▶ [Your assignment]:
Please copy every line from the following entries in which the word "trunk" appears.
Segment Open
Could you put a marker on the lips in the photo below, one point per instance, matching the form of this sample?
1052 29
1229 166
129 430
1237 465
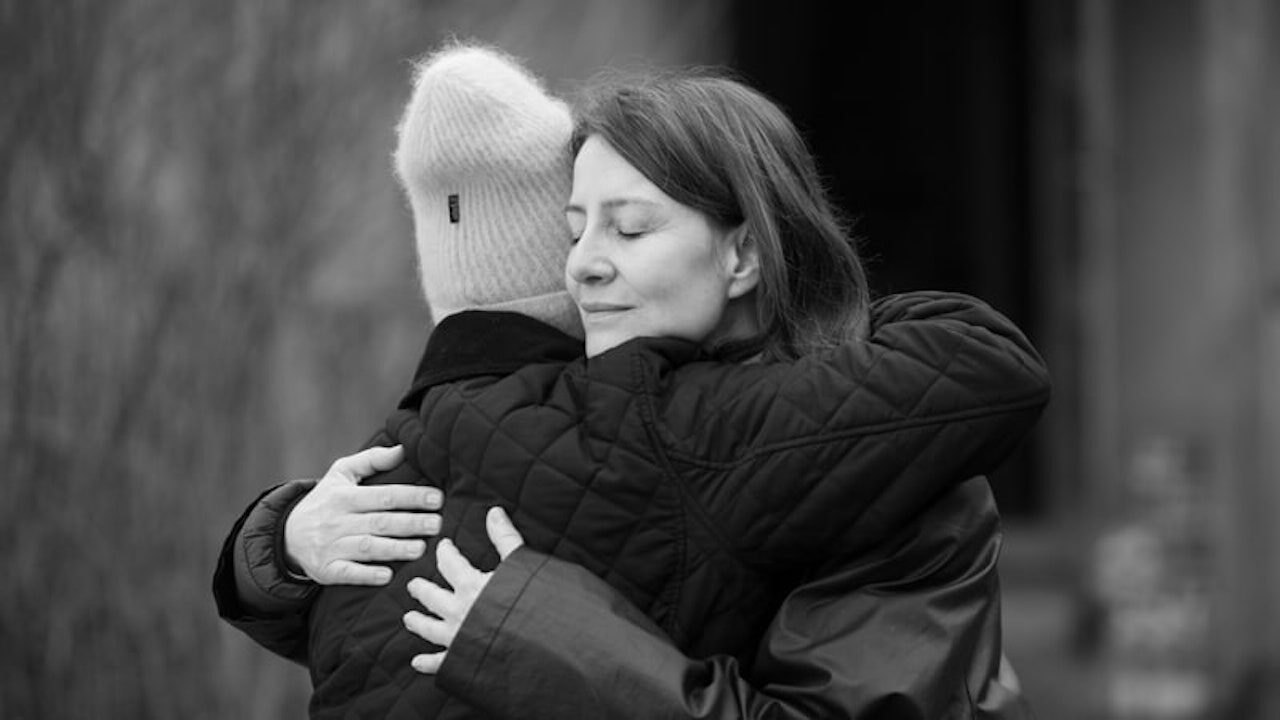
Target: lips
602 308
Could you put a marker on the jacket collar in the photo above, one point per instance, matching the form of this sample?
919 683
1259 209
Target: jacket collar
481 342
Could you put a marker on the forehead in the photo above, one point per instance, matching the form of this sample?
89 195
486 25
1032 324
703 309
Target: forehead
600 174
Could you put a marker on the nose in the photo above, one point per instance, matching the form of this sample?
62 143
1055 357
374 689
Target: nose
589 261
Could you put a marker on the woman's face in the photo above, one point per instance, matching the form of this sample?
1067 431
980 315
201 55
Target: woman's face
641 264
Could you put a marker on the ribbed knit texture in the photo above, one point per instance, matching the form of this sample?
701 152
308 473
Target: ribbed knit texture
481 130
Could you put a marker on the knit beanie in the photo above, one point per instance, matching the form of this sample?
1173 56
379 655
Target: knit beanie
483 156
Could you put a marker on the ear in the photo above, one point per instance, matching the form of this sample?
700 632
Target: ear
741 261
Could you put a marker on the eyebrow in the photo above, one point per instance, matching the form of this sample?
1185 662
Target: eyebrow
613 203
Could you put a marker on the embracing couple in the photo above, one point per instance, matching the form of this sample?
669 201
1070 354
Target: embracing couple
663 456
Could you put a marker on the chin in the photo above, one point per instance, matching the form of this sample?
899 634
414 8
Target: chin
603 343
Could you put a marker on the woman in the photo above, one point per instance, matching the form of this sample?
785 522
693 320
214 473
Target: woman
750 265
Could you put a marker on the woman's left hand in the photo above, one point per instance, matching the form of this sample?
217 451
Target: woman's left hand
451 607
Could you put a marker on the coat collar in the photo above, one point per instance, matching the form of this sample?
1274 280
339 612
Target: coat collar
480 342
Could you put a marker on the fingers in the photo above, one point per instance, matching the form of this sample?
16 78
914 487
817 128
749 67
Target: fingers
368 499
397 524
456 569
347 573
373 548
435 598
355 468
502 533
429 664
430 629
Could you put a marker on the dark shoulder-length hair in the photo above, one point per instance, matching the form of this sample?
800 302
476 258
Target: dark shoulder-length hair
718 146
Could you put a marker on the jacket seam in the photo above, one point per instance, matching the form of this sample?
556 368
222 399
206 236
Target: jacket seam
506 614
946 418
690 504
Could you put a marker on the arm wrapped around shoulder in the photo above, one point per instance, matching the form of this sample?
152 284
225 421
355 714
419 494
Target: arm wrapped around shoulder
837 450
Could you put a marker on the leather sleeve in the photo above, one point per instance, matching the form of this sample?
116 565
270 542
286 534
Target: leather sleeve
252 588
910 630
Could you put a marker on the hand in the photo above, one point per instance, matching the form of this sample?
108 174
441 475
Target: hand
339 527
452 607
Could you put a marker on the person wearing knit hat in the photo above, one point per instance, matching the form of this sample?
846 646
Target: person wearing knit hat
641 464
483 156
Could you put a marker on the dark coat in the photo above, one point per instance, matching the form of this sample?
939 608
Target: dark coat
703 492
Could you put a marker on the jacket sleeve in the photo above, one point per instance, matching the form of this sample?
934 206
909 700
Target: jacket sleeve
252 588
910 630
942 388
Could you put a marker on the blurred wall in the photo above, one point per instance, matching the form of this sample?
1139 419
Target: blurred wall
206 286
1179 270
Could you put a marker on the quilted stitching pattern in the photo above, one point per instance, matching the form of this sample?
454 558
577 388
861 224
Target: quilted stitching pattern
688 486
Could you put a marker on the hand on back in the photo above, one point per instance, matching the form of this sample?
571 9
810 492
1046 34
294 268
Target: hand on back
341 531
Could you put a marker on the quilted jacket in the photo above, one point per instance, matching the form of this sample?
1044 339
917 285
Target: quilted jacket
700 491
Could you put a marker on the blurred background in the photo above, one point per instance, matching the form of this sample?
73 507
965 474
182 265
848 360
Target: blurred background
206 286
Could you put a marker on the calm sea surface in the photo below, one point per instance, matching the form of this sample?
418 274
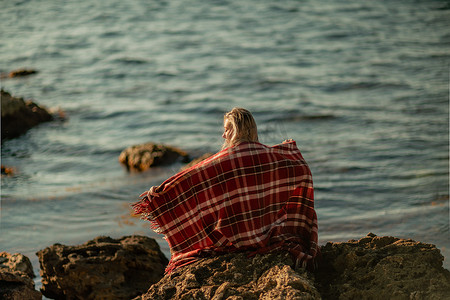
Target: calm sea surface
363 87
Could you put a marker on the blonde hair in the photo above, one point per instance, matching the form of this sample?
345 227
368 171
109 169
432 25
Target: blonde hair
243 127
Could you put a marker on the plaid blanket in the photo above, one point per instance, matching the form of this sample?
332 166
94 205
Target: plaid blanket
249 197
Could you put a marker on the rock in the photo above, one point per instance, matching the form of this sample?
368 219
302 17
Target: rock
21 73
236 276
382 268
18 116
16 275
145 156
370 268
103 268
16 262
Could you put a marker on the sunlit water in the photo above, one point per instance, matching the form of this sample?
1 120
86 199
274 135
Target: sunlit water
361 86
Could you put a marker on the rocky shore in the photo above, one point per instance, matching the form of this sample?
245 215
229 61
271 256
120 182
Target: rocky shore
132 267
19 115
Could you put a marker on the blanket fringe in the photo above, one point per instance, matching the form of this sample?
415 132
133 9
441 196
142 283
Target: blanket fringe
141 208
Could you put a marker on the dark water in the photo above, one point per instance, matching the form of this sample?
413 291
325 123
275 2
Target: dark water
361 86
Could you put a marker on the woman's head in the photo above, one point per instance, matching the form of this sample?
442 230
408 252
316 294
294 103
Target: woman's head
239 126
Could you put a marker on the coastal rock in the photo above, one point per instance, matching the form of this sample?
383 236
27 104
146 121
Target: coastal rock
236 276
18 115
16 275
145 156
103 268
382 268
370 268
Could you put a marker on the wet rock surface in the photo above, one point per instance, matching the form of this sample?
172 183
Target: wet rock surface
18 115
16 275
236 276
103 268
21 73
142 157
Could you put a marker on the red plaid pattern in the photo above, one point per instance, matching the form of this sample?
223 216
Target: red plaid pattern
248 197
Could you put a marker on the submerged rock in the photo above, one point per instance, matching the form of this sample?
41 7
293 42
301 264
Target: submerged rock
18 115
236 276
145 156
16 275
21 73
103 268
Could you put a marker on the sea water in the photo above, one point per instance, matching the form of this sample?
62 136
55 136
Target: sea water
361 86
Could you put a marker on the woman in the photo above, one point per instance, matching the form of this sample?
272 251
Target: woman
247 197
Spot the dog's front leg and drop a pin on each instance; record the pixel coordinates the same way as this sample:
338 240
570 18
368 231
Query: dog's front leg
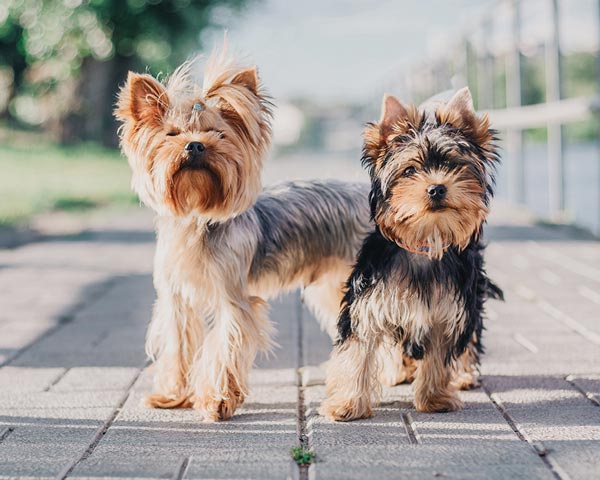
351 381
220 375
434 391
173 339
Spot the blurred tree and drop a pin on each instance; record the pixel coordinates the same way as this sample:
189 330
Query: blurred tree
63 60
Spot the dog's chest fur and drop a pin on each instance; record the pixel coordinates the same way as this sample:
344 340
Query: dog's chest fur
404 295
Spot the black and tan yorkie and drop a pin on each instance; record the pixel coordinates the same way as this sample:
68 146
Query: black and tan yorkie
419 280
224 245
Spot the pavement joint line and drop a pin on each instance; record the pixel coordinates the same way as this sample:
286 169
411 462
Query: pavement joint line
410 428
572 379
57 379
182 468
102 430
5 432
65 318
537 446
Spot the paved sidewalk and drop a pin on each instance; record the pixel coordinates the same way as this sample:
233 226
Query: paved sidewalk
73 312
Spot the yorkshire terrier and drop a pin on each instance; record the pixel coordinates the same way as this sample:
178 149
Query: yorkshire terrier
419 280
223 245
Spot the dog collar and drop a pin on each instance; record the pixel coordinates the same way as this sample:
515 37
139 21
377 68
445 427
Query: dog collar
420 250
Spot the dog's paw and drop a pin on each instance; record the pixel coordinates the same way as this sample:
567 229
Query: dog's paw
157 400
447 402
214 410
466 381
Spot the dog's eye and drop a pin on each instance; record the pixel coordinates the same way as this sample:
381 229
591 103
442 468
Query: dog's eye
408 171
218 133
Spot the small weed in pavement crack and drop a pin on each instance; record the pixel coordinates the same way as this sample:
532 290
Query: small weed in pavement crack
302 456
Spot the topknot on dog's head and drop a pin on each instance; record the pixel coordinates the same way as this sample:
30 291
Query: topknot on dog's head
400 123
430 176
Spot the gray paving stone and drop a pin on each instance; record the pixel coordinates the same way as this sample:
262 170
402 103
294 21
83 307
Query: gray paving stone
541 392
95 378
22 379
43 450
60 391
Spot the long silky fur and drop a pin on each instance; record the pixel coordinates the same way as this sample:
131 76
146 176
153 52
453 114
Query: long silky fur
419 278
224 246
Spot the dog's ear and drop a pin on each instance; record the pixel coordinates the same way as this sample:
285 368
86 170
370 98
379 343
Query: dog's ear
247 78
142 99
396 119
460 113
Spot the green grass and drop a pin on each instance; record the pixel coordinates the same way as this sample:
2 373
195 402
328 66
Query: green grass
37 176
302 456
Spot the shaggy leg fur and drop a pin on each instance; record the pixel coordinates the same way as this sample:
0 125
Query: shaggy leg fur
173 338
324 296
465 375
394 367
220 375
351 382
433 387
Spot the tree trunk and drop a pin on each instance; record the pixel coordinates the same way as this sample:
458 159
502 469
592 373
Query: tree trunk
Segment Closed
▶ [Answer for the task]:
Spot the tree trunk and drop a pin on each instance; record the pixel coordinates the same way as this sample:
Query: tree trunk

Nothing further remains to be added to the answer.